▸ **PROBLEM DETAILS**
Copy the listing exactly, please, and keep every picture out of it.

▸ **RECORDS TO PROCESS**
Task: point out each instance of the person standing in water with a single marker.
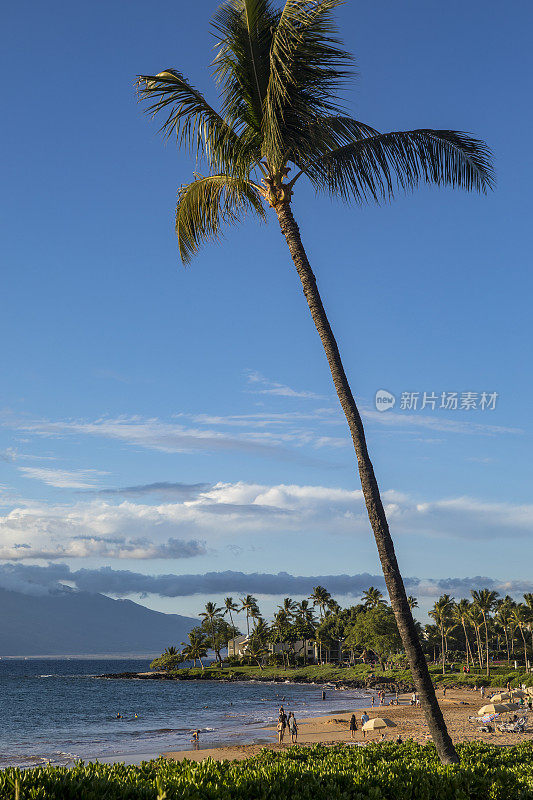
(293, 728)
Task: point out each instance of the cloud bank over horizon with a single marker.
(33, 579)
(189, 520)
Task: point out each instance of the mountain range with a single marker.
(68, 622)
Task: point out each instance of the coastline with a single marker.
(366, 683)
(409, 721)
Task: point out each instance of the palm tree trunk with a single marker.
(507, 645)
(478, 642)
(525, 647)
(487, 643)
(467, 647)
(376, 512)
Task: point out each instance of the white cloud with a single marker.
(64, 479)
(393, 419)
(229, 512)
(265, 386)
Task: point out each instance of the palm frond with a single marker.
(243, 30)
(192, 120)
(373, 168)
(327, 133)
(206, 204)
(307, 68)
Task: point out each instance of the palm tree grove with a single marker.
(280, 120)
(265, 492)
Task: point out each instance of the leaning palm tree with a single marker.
(279, 72)
(485, 600)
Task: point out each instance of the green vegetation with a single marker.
(469, 640)
(362, 675)
(279, 74)
(376, 772)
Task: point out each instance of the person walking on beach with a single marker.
(293, 728)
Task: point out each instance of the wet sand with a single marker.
(456, 707)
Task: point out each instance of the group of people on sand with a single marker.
(289, 722)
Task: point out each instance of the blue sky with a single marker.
(122, 370)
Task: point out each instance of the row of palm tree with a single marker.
(279, 72)
(485, 615)
(484, 620)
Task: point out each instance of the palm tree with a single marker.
(196, 649)
(475, 617)
(504, 620)
(248, 604)
(441, 613)
(460, 612)
(333, 607)
(212, 612)
(528, 600)
(520, 618)
(320, 597)
(305, 613)
(230, 606)
(373, 598)
(485, 600)
(289, 606)
(279, 74)
(256, 651)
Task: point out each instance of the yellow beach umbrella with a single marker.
(494, 708)
(377, 723)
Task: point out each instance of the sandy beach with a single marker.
(457, 706)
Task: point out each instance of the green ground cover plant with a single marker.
(377, 772)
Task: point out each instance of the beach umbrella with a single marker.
(494, 708)
(377, 723)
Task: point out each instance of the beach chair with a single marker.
(514, 727)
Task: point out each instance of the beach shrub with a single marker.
(376, 772)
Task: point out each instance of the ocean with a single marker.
(57, 710)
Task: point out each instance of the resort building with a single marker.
(307, 649)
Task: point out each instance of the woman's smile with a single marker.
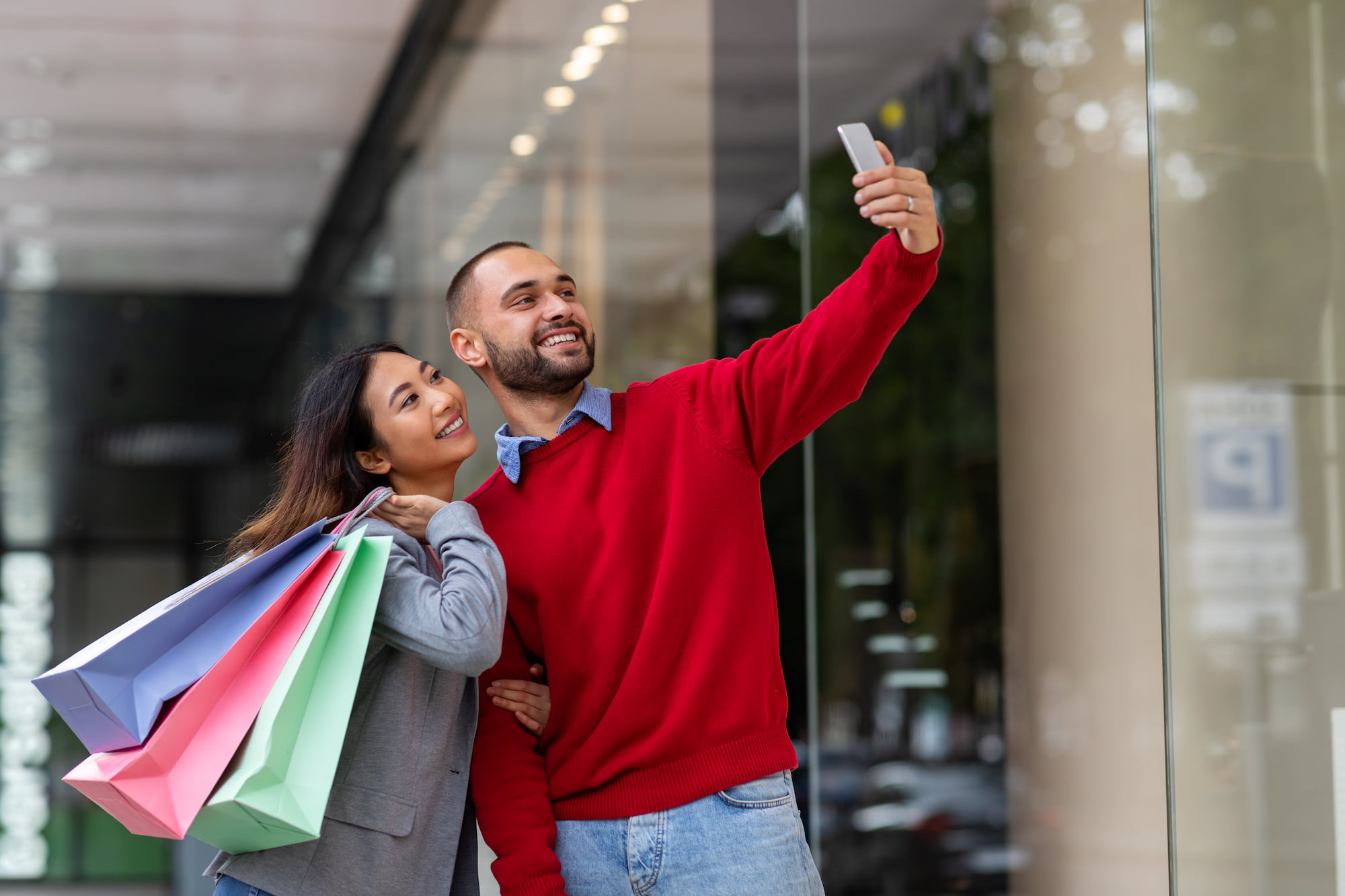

▸ **ANSWER SPACE**
Task: point out each instance of the person standing in water with a single marker.
(293, 728)
Task: point out each instance of the cloud bank over horizon with a single marker.
(33, 579)
(189, 520)
Task: point out each instance of the mountain range with a single marker.
(68, 622)
Task: point out each instance of the coastline with a single marker.
(366, 683)
(409, 721)
Task: point out each instance of the palm tree trunk with a single marker.
(507, 645)
(478, 642)
(525, 647)
(487, 643)
(467, 647)
(376, 512)
Task: point out each instance of the white cloud with a single marker.
(64, 479)
(393, 419)
(229, 512)
(265, 386)
Task: point out each instance of the palm frond with a single marker.
(243, 30)
(192, 120)
(373, 168)
(327, 133)
(206, 204)
(307, 68)
Task: point out each instance of the palm tree grove with a single marker.
(280, 120)
(265, 492)
Task: point out each instance of the leaning palm tree with a single marker.
(279, 72)
(485, 600)
Task: point out each instance of the green vegetation with a single marker.
(469, 640)
(362, 675)
(279, 74)
(376, 772)
Task: point out each instance of the person walking on beach with a single marker.
(293, 728)
Task: point out each instance of the wet sand with a single marker.
(456, 707)
Task: point out each instance of the group of people on sand with a single marker.
(289, 722)
Task: point out each instance of the blue sky with a single marker.
(122, 370)
Task: point out each instance of the row of palm tree with a single marker.
(279, 72)
(485, 615)
(484, 620)
Task: point out each instance of the palm tree with a single marker.
(196, 649)
(475, 617)
(504, 620)
(248, 604)
(441, 613)
(460, 612)
(333, 607)
(212, 612)
(528, 600)
(520, 618)
(320, 597)
(305, 613)
(230, 606)
(373, 598)
(485, 600)
(289, 606)
(279, 74)
(256, 651)
Task: point out each instance of the yellow beach umbrella with a single marker.
(494, 708)
(377, 723)
Task: point out each instance of the sandy beach with a single marker.
(457, 706)
Task: point out each instance of the green ground cover plant with a single marker.
(377, 772)
Task: point out each instance of the beach umbrella with a single marker.
(494, 708)
(377, 723)
Task: point out each instance of the beach chair with a single marker.
(514, 727)
Task: point out each instance of the beach shrub with a single marker.
(376, 772)
Task: point out each instance of the ocean with a single marker.
(57, 710)
Task: point out each instance of the resort building with a single marker.
(307, 649)
Task: point out each instance of the woman's smile with a single marker.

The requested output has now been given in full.